» **Exercise instructions**:
Your task is to copy each line of the records that includes the string "fender".

» **Material to process**:
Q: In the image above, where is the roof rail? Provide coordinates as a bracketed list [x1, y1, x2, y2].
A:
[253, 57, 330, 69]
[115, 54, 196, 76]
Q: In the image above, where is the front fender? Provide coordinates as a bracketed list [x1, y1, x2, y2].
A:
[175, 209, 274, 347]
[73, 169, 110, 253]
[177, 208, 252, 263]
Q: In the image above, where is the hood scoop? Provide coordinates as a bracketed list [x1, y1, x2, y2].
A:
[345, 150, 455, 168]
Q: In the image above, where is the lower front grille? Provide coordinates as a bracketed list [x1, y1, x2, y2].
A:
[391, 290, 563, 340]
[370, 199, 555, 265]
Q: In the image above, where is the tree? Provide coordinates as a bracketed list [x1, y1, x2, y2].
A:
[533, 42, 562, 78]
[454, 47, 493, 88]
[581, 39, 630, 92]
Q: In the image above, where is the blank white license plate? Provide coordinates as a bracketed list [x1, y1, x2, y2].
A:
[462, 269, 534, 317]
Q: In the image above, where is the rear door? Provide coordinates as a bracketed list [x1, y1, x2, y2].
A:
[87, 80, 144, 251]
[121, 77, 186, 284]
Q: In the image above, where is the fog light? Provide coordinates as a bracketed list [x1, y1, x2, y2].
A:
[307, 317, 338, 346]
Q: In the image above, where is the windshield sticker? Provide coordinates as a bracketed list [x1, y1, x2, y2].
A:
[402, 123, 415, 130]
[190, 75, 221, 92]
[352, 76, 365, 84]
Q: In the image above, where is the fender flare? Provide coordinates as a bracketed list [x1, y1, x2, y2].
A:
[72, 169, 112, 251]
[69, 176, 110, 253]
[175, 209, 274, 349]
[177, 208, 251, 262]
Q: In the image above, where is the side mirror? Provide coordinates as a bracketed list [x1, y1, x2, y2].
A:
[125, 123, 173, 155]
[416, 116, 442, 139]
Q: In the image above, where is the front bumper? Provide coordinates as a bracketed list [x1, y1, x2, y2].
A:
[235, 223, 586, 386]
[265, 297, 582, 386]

» **Exercise answer**:
Q: In the image above, where is the front fender? Provide coordinates as a bracketed list [x1, y1, x2, y2].
Q: In the image above, where is the fender flare? Provide coordinates as a bracketed list [x1, y1, x2, y2].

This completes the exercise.